GIVEN INSTRUCTION: Render each line of the records below as a Markdown table with the columns Row and Record line. Number the rows and skip blank lines.

INPUT:
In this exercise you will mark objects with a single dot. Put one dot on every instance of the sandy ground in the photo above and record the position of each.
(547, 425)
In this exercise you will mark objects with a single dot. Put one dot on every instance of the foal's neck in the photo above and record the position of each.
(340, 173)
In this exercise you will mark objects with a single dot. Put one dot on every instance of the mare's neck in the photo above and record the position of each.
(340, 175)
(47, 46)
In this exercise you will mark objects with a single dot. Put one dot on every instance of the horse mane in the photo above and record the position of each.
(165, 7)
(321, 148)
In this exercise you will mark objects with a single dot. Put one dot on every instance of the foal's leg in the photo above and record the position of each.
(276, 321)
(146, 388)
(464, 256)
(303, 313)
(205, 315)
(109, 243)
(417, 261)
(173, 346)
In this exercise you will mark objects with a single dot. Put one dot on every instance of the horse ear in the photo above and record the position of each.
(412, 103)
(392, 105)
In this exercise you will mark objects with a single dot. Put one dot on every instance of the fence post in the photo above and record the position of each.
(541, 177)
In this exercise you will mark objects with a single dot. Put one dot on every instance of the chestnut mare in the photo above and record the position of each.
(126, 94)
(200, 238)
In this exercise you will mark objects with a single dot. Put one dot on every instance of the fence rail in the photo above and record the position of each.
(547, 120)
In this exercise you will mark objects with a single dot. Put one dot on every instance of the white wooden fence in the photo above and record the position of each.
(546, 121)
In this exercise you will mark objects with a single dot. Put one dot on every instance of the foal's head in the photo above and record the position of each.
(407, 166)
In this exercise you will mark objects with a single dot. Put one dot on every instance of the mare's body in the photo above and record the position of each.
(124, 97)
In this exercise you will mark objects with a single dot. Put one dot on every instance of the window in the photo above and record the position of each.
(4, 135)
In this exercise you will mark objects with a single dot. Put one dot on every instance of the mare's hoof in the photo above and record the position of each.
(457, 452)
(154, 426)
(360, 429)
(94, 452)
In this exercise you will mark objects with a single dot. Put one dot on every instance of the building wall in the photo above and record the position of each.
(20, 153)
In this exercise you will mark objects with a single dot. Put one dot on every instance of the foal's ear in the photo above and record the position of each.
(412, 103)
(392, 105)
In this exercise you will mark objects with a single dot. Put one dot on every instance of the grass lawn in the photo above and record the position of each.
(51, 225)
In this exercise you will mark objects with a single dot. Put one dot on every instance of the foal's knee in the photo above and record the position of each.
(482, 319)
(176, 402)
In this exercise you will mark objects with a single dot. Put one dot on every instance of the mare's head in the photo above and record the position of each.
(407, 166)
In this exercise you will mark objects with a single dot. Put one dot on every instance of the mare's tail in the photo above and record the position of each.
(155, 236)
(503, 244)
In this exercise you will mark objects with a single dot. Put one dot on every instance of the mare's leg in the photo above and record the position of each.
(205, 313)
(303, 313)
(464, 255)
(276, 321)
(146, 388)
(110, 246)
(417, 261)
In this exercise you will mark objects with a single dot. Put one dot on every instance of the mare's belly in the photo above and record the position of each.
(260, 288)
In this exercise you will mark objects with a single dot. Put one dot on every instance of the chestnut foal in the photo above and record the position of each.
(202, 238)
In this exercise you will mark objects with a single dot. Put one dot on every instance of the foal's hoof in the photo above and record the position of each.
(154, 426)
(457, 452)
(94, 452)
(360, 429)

FULL RESPONSE:
| Row | Record line |
|---|---|
| 1 | In this exercise you will mark objects with a single dot. Put one dot on every instance of the sandy ground in the photo above and record the position of each. |
| 2 | (547, 425) |
| 3 | In this exercise you will mark objects with a single dot. Put one dot on every instance of the foal's neck in the photo above and record the position of each. |
| 4 | (340, 173) |
| 5 | In this exercise you will mark objects with a single dot. Put one dot on every instance of the mare's neck in the photo above and record the position of each. |
| 6 | (340, 175) |
| 7 | (47, 46) |
| 8 | In this exercise you will mark objects with a single dot. Put one dot on every instance of the horse mane in the photo above and record the position of each. |
| 9 | (165, 7) |
| 10 | (321, 148) |
| 11 | In this exercise you will mark objects with a single dot. Put one dot on every instance of the foal's leg in the photo above and record the position of each. |
| 12 | (276, 321) |
| 13 | (146, 388) |
| 14 | (464, 256) |
| 15 | (303, 313) |
| 16 | (205, 315) |
| 17 | (109, 243) |
| 18 | (417, 261) |
| 19 | (173, 346) |
| 20 | In this exercise you will mark objects with a single dot. Put one dot on every instance of the horse ear in the photo above and record the position of each. |
| 21 | (412, 103) |
| 22 | (392, 105) |
| 23 | In this exercise you will mark objects with a single dot. Put one dot on every instance of the fence post in the photo above and record the position of each. |
| 24 | (541, 177) |
| 25 | In this exercise you will mark objects with a single dot. Put one dot on every instance of the chestnut mare in the photo above and record the position of each. |
| 26 | (126, 94) |
| 27 | (200, 238) |
| 28 | In this exercise you will mark objects with a single dot. Put one dot on every instance of the fence rail in the photo above and record the position of each. |
| 29 | (547, 120) |
| 30 | In this exercise you will mark objects with a single dot. Put one dot on every instance of the white wooden fence in the photo above and record the position of each. |
| 31 | (546, 121) |
| 32 | In this exercise you will mark objects with a single dot. Put one dot on every instance of the foal's head in the photo above and record the position of each. |
| 33 | (407, 166) |
| 34 | In this exercise you will mark objects with a single dot. Put one dot on every instance of the mare's body in the photo above and record the position of each. |
| 35 | (124, 97) |
| 36 | In this exercise you will mark objects with a single dot. Put one dot on every instance of the window in the photo above and record the position of each. |
| 37 | (4, 135) |
| 38 | In this exercise you will mark objects with a single dot. Put one dot on every instance of the mare's hoof in the photo above and record the position of each. |
| 39 | (457, 452) |
| 40 | (154, 426) |
| 41 | (360, 429) |
| 42 | (94, 452) |
| 43 | In this exercise you will mark objects with a single dot. Put one dot on every instance of the building wall in the photo above and record the position of each. |
| 44 | (20, 153) |
| 45 | In this exercise you will mark objects with a single dot. Put one dot on every instance of the foal's ear in the photo above and record the position of each. |
| 46 | (412, 103) |
| 47 | (392, 105) |
| 48 | In this exercise you will mark objects with a single dot. Put one dot on every instance of the grass lawn in the photo above and record the position of each. |
| 49 | (51, 225) |
| 50 | In this exercise you will mark objects with a single dot. Put one dot on every instance of the foal's knee in the photo above and record the position of each. |
| 51 | (482, 319) |
| 52 | (176, 402) |
| 53 | In this exercise you will mark objects with a single dot. Put one dot on every instance of the mare's head in the photo above and record the position of each. |
| 54 | (407, 166) |
| 55 | In this exercise you will mark objects with a single dot. Put one dot on every instance of the mare's tail in the photo above and record the position of each. |
| 56 | (155, 236) |
| 57 | (503, 244) |
| 58 | In this exercise you will mark objects with a single dot. Put one dot on every instance of the mare's leg in the photo above and record the position of each. |
| 59 | (205, 313) |
| 60 | (303, 313) |
| 61 | (464, 255) |
| 62 | (276, 321) |
| 63 | (146, 388) |
| 64 | (110, 246) |
| 65 | (417, 261) |
| 66 | In this exercise you will mark objects with a single dot. Put one dot on every instance of the mare's belly in the photo above and record the position of each. |
| 67 | (260, 288) |
| 68 | In this exercise you will mark objects with a single dot. Put one dot on every instance of the chestnut foal in the photo above and record the position of each. |
| 69 | (202, 238) |
| 70 | In this exercise you will mark objects with a single dot. Put one dot on every instance of the foal's hoof in the photo above and record the position of each. |
| 71 | (154, 426) |
| 72 | (457, 452) |
| 73 | (94, 452) |
| 74 | (360, 429) |